(RECORDS Opens)

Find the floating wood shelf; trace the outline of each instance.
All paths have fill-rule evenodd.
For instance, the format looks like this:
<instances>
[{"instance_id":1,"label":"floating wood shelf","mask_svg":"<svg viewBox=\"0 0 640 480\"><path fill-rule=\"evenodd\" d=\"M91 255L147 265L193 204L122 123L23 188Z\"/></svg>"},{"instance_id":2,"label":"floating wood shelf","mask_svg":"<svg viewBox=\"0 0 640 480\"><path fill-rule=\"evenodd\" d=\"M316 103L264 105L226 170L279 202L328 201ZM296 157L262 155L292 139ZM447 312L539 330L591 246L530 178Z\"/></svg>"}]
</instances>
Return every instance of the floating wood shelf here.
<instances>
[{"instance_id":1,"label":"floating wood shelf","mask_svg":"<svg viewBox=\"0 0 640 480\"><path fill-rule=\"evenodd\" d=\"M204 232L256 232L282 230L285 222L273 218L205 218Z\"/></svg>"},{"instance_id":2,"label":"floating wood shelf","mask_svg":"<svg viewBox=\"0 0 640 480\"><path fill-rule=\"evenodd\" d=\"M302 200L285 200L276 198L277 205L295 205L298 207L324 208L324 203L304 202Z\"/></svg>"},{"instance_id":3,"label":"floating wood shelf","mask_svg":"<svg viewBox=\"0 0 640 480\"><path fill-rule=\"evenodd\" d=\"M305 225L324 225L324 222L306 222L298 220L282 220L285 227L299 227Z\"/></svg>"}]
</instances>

(RECORDS Closes)

EXERCISE OBJECTIVE:
Print exactly the lines from the one with "Return every instance" through the end of the data, inclusive.

ANSWER TO THIS EXERCISE:
Return every instance of the floating wood shelf here.
<instances>
[{"instance_id":1,"label":"floating wood shelf","mask_svg":"<svg viewBox=\"0 0 640 480\"><path fill-rule=\"evenodd\" d=\"M204 232L256 232L282 230L285 222L273 218L205 218Z\"/></svg>"},{"instance_id":2,"label":"floating wood shelf","mask_svg":"<svg viewBox=\"0 0 640 480\"><path fill-rule=\"evenodd\" d=\"M302 200L285 200L276 198L277 205L295 205L298 207L324 208L324 203L304 202Z\"/></svg>"},{"instance_id":3,"label":"floating wood shelf","mask_svg":"<svg viewBox=\"0 0 640 480\"><path fill-rule=\"evenodd\" d=\"M305 225L324 225L324 222L306 222L298 220L282 220L285 227L299 227Z\"/></svg>"}]
</instances>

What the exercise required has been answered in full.